▸ Excerpted text
————

The second method of initiating a speech recognition mode is to press and release (PAR) the button 218. With the PAR method, a user presses the button and releases it quickly thereafter. As described above, upon the initial button depression, the controller begins monitoring elapsed time. If the button 218 is released before a threshold time limit is reached, for instance, one second, the wireless device 106 interprets the action as an indication of the user's intent to enter into a PAR mode. In the PAR mode, the device 106 will continue to maintain an open audio input channel from the microphone 206 to the speech processor 230 after the button is released. The audio input channel will input an audio stream that includes the user's speech. According to one exemplary embodiment, while the device is inputting the user's speech in the PAR mode, it is also monitoring an automatic speech-end-point detector 240 that is able to determine when speech has ended. The determination can be based on a duration of no speech exceeding a threshold or can be made upon detecting a specific word or group of words, such as “end call.” In other embodiments, the device monitors one or more alternative user inputs, such as from the keypad 222 or a voice instruction, to stop inputting speech. Once the end of speech has been detected in 240, or, depending on the embodiment, the device recognizes a user input indicating a desire to cease inputting speech, the device closes the audio input channel and stops inputting audio.
If, in step 306, the device determined that the button was released after the predetermined amount of time, the flow moves to step 310 where the input channel is closed and audio is no longer input to the device. The flow then returns back up to step 302 where the button is monitored for subsequent pushes.
In another embodiment of the present invention, the wireless device 106 can determine the user-desired speech input method by considering not just the way in which the user input button is depressed and released, but by also considering the context of the user's environment. For instance, in environments where the ambient noise level is high, a user may be more likely to desire the PAH method of inputting speech. The device, in this situation, may monitor the ambient noise levels and adjust the predetermined time limits for determining PAH versus PAR mode. Specifically, the predetermined time may be reduced. In another embodiment, the wireless device 106 is equipped with an accelerometer and is able to detect if the user is moving, e.g., accelerating or slowing rapidly. Situations like this may arise when a user is driving an automobile. The device 106 may assume the user would prefer a PAR mode in this situation and will increase the predetermined amount of time that must elapse before the PAH mode is recognized. Other factors that may be considered are the device's orientation and location. These parameters can be detected, among other ways, through use of leveling devices and GPS devices. Additionally, a user can configure the device for user preferences of either mode of speech input, i.e., either PAH or PAR, depending on the particular context that the wireless device may detect it is in. For example, the detection of movement, such as in a moving car, may be configured to use either PAH mode or PAR mode.
Exemplary Implementations
The present invention can be realized in hardware, software, or a combination of hardware and software in clients 106, 108 or server 102 of
An embodiment of the present invention can also be embedded in a computer program product (in clients 106 and 108 and server 102), which comprises all the features enabling the implementation of the methods described herein, and which, when loaded in a computer system, is able to carry out these methods. Computer program means or computer program as used in the present invention indicates any expression, in any language, code or notation, of a set of instructions intended to cause a system having an information processing capability to perform a particular function either directly or after either or both of the following: a) conversion to another language, code or, notation; and b) reproduction in a different material form.

————

▸ Task objective
Copy the speech input passage starting with "If, in step" and going on through "for subsequent pushes.", swapping "subsequent pushes" out for "later presses". Rely only on the speech input passage.

————

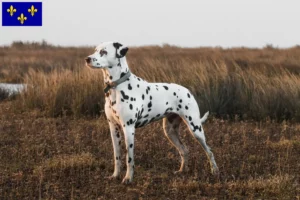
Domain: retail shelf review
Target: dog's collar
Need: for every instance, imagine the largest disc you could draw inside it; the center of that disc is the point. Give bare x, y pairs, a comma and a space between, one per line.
114, 84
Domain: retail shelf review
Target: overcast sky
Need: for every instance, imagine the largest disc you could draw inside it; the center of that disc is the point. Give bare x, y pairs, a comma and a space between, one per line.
188, 23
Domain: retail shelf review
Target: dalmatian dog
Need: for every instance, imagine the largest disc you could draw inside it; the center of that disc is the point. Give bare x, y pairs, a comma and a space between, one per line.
132, 102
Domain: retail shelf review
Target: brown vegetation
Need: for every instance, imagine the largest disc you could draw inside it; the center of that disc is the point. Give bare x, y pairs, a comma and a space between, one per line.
55, 143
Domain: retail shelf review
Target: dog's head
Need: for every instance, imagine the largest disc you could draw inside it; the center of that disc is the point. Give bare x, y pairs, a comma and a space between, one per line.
106, 54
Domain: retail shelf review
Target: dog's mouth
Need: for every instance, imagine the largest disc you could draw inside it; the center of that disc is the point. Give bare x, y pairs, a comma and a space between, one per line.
92, 67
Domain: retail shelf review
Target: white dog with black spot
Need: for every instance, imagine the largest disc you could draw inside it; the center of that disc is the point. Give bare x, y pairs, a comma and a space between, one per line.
132, 102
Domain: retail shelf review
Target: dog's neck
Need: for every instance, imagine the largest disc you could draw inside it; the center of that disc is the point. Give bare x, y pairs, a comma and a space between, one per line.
115, 72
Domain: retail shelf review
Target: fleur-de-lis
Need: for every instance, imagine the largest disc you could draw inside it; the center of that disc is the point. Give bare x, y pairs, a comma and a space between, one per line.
11, 10
22, 18
32, 10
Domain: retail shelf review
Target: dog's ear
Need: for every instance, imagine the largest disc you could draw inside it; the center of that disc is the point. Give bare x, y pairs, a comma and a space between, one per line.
120, 50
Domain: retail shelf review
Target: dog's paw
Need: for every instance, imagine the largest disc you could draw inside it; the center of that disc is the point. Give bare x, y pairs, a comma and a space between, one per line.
112, 177
215, 171
126, 180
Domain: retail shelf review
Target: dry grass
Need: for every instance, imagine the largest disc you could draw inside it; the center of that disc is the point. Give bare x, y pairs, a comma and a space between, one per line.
55, 144
63, 158
244, 83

————

▸ Full answer
If, in step 306, the device determined that the button was released after the predetermined amount of time, the flow moves to step 310 where the input channel is closed and audio is no longer input to the device. The flow then returns back up to step 302 where the button is monitored for later presses.